> _Coordinate annotation listing_:
_ _ _ _ _ _ _

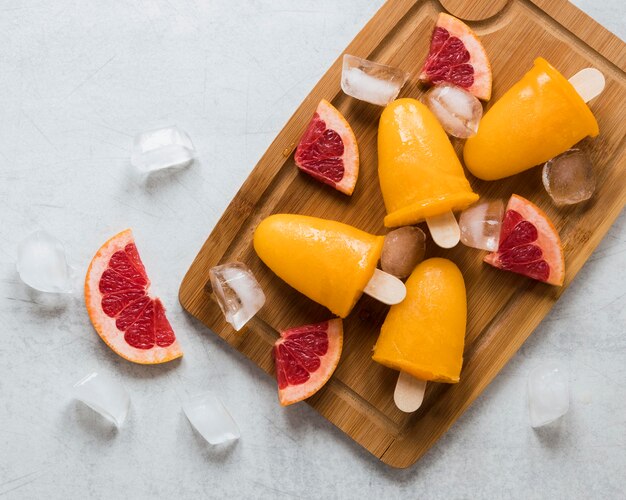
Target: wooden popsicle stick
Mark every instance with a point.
(409, 392)
(444, 229)
(589, 83)
(385, 288)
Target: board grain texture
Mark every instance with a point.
(503, 308)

_ _ _ _ _ _ _

> _WHAT YOU HAVE TO DO_: Reproduce every line of the listing above word for word, but omit the pictures.

> _EXERCISE RESULT_:
Target: wooden popsicle stick
Mark every instance with a point.
(409, 392)
(444, 229)
(589, 83)
(385, 288)
Target: board grain texture
Mark every instance with a point.
(503, 308)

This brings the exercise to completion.